On a recent afternoon Gillian Laub was at the International Center of Photography to attend the opening of her latest project, “Family Matters,” both a book and an exhibition at ICP. An experienced artist, Laub is no stranger to openings but was especially nervous for the publication of this collection, it being her most personal yet. She watched as a father and son, who was around 20 years old, walked through the exhibition and afterward the son approached her.
“He asked, ‘Are you the artist?’ And he was crying. This hipster 20-year-old was crying and he was, like, ‘Thank you so much. My dad brought me here. We haven’t really been talking,’” Laub says. “His dad’s a big Trump supporter but his dad read about the exhibition and brought his son there, so they could talk about it and he could feel less alone. I mean, that is just the most incredible [thing]. That’s when you’re, like, ‘Wow, OK.’”
“Family Matters” is a collection of 20 years of photographs and stories documenting her own family, centering on how her family’s support of Donald Trump, both the candidate and president, impacted their dynamic, while looking at the complexities of family as a whole.
The idea began rolling when the team at Pop-Up magazine, who she’d been talking to for years about doing something, asked what she was up to, in around 2015.
“They contacted me at the height of when I just felt like my world was imploding,” Laub says. “I had postpartum depression, my parents became massive Trump supporters, I was, like, ‘I am not in any shape to do anything right now, but thank you so much.’ And I shared the story about my family, and they were, like, ‘Well, this is a safe space to share it, and how cathartic would it be to [explore] this with your work?’”

_____

--- How to complete this task ---
Reproduce the article above on Gillian Laub's "Family Matters" in full, word for word.

_____

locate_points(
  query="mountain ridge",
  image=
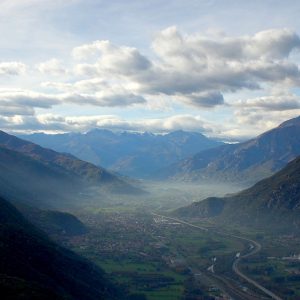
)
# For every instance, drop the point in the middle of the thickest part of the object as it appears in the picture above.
(274, 201)
(249, 161)
(131, 154)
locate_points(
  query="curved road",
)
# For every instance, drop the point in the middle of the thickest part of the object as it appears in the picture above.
(235, 266)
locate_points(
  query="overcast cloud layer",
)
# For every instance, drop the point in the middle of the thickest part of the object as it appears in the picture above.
(224, 85)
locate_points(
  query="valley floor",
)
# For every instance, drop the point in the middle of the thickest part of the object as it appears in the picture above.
(162, 258)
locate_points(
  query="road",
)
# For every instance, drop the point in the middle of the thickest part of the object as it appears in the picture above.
(235, 267)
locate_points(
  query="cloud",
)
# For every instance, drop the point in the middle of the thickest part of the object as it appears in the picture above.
(52, 123)
(197, 69)
(123, 60)
(271, 103)
(12, 68)
(23, 101)
(51, 67)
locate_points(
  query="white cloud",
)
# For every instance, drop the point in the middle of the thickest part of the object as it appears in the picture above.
(12, 68)
(271, 103)
(191, 66)
(51, 67)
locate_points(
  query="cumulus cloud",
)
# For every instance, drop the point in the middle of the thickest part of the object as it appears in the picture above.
(12, 68)
(58, 123)
(23, 101)
(271, 103)
(51, 67)
(192, 66)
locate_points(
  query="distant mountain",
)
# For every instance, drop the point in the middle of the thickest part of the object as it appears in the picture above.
(271, 203)
(54, 223)
(131, 154)
(249, 161)
(32, 267)
(30, 172)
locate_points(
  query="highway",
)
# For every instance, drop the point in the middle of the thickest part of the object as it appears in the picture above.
(256, 247)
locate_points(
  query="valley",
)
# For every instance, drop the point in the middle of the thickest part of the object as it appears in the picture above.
(155, 256)
(164, 238)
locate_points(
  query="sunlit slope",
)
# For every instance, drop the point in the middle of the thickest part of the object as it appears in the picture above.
(272, 202)
(249, 161)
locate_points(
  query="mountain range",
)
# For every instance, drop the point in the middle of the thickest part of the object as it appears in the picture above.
(246, 162)
(46, 178)
(32, 267)
(272, 203)
(132, 154)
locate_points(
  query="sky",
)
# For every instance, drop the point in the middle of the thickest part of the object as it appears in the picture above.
(226, 68)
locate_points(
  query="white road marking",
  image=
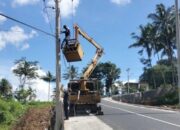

_____

--- Solved problem ---
On a recent afternoon Gillian Laub was at the International Center of Photography to attend the opening of her latest project, “Family Matters,” both a book and an exhibition at ICP. An experienced artist, Laub is no stranger to openings but was especially nervous for the publication of this collection, it being her most personal yet. She watched as a father and son, who was around 20 years old, walked through the exhibition and afterward the son approached her.
“He asked, ‘Are you the artist?’ And he was crying. This hipster 20-year-old was crying and he was, like, ‘Thank you so much. My dad brought me here. We haven’t really been talking,’” Laub says. “His dad’s a big Trump supporter but his dad read about the exhibition and brought his son there, so they could talk about it and he could feel less alone. I mean, that is just the most incredible [thing]. That’s when you’re, like, ‘Wow, OK.’”
“Family Matters” is a collection of 20 years of photographs and stories documenting her own family, centering on how her family’s support of Donald Trump, both the candidate and president, impacted their dynamic, while looking at the complexities of family as a whole.
The idea began rolling when the team at Pop-Up magazine, who she’d been talking to for years about doing something, asked what she was up to, in around 2015.
“They contacted me at the height of when I just felt like my world was imploding,” Laub says. “I had postpartum depression, my parents became massive Trump supporters, I was, like, ‘I am not in any shape to do anything right now, but thank you so much.’ And I shared the story about my family, and they were, like, ‘Well, this is a safe space to share it, and how cathartic would it be to [explore] this with your work?’”